- **PROBLEM REQUIREMENTS**
Your task is to copy every record exactly.

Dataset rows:
^^^^^^^^^^^^^^^^

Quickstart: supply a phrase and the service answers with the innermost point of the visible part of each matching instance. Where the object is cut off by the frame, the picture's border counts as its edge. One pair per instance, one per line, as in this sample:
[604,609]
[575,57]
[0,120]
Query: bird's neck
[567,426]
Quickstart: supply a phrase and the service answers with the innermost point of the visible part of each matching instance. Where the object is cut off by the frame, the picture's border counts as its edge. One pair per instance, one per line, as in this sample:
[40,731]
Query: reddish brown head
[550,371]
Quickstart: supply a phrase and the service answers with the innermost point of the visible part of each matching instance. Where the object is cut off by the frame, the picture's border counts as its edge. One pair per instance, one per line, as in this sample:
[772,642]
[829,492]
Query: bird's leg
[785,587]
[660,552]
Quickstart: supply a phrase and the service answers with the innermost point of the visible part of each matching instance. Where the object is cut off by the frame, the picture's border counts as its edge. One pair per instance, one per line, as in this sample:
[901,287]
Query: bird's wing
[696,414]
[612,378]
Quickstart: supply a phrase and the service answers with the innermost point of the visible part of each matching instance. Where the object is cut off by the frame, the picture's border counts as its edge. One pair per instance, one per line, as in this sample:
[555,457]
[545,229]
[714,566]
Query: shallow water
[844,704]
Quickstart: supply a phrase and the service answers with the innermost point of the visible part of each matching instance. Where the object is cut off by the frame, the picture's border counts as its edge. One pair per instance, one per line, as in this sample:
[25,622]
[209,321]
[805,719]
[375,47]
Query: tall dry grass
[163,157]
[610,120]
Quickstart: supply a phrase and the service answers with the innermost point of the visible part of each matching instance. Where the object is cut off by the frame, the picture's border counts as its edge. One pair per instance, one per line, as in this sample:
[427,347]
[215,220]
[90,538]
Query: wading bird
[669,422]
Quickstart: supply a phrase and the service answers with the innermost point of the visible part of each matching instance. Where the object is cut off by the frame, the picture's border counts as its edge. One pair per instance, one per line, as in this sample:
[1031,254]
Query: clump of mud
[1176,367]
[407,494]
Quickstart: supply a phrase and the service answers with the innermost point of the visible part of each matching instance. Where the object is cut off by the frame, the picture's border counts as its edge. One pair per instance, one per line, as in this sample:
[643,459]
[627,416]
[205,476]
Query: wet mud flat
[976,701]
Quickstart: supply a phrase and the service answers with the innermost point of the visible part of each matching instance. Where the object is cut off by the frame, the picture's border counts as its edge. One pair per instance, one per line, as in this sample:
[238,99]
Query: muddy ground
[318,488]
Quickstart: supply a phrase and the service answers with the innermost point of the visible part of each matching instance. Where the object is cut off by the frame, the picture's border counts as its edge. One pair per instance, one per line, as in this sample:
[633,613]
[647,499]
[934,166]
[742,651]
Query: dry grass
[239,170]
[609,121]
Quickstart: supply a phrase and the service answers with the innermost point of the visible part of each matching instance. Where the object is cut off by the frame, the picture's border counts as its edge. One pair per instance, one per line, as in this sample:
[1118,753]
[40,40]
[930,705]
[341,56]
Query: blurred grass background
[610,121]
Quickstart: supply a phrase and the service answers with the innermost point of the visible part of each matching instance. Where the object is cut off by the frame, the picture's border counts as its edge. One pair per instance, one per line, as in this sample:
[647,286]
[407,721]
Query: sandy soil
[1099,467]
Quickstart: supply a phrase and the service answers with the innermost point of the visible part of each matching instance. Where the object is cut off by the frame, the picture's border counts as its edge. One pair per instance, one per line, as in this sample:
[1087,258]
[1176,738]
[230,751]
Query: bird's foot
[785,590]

^^^^^^^^^^^^^^^^

- **IN RESPONSE**
Quickstart: supply a phrase and the service answers with the innermost point of the visible part of each matching instance. Where the object is cut off by the frame, the picture's border counts as its edge. One pair per instance, one per line, as in this sample:
[604,609]
[575,57]
[0,120]
Query: bird's neck
[567,426]
Quickstart: supply a phrase and the service answers with the innermost point of the visible part of each matching instance. Where the object is cut off by the frame, the picture's border counts as its edge. One pair per instance, one per line, as in this sample:
[40,731]
Query: reddish brown head
[550,371]
Quickstart: supply a phrase and the service answers with the innermost point of the visible part of each matching instance. Where the object is cut off by the frame, the picture's border counts as its edge. One pair per instance, one per line, as in this sample:
[772,642]
[829,492]
Query: bird's leg
[785,587]
[660,552]
Quickstart: supply a phrase and the service answers with the innermost point of the visible part of each matching instance. Where the object is cut off by the frame, the picture's border counts as its edge. One pair per instance, one per line, as in this sample:
[901,287]
Query: bird's wing
[696,414]
[612,378]
Quickstart: supply a phrase and the service answers with the innermost point of the visible part of each matching instance. Where the object is cut off by the frame, the picture's border counts as its edge. One pair per instance, one per line, as in this sample:
[555,457]
[545,229]
[714,566]
Query: shallow water
[844,704]
Quickstart: supply a phrase and the service answers with the innermost point of the visible part of each matching instance. Where the object is cut off by the frame, the picture's border counts as its edge. One pair per instance, one per line, as in this sample:
[25,622]
[209,321]
[805,719]
[375,47]
Query: tall dry grass
[163,157]
[610,120]
Quickstart: supply a phrase and the service answers with the innermost point of the visible part of each matching instance. Where the object is cut off by the frame, the picture's border counts as its edge. One pair per instance, one per line, as in this sample:
[427,347]
[215,220]
[90,538]
Query: wading bird
[669,422]
Quickstart: supply a phrase and the service answers with the innermost point of the visible part of each matching instance. Where the object is cut off by the frame, the picture's border counts as its edge. One pair per instance, one per line, as in this sample:
[1031,254]
Query: clump of mud
[1176,367]
[407,494]
Quickstart: supply a phrase and the service answers with the innermost point of the visible part of each matching instance. Where the object is cut off by the frame, the picture's border counts as its edge. One pair per instance, one per line, as in this sample:
[643,459]
[627,416]
[205,476]
Query: wet mud flat
[976,701]
Quickstart: supply a phrase and the service answers with the innermost point of the visible part of each matching instance. Where the object is cut off by the frame, the picture's border counts as its edge. One pair per instance, one per line, as in this sample:
[238,99]
Query: muddy ground
[318,488]
Quickstart: supply a phrase and the service answers with the innermost point of the visible part of each matching instance. Where the object is cut off by the frame, the picture's border counts as its edge. One pair per instance, one per line, as in this sample:
[633,613]
[647,499]
[934,166]
[742,651]
Query: dry grass
[239,170]
[609,121]
Quickstart: supply a phrase and the service answers with the innermost point of the visible part of each matching instance. Where the object is cut off by the frame, the picture's border counts as its edge. One pair per instance, one per line, as in this sample:
[1118,753]
[40,40]
[930,705]
[341,56]
Query: blurred grass background
[610,121]
Quickstart: supply a phrase and the service answers with the innermost point of the visible part of each matching instance. Where the object is cut off by the frame, the picture's border counts as its edge. One pair per instance, one per line, as in this sample:
[647,286]
[407,721]
Query: sandy soil
[1099,467]
Quickstart: supply a phrase and the service answers with the innermost point of the visible part of each matching instance. Where the object is cut off by the frame, the picture's border counts as its edge. One pair per instance, one per line, as in this sample:
[1087,258]
[1176,738]
[230,751]
Query: bird's foot
[785,590]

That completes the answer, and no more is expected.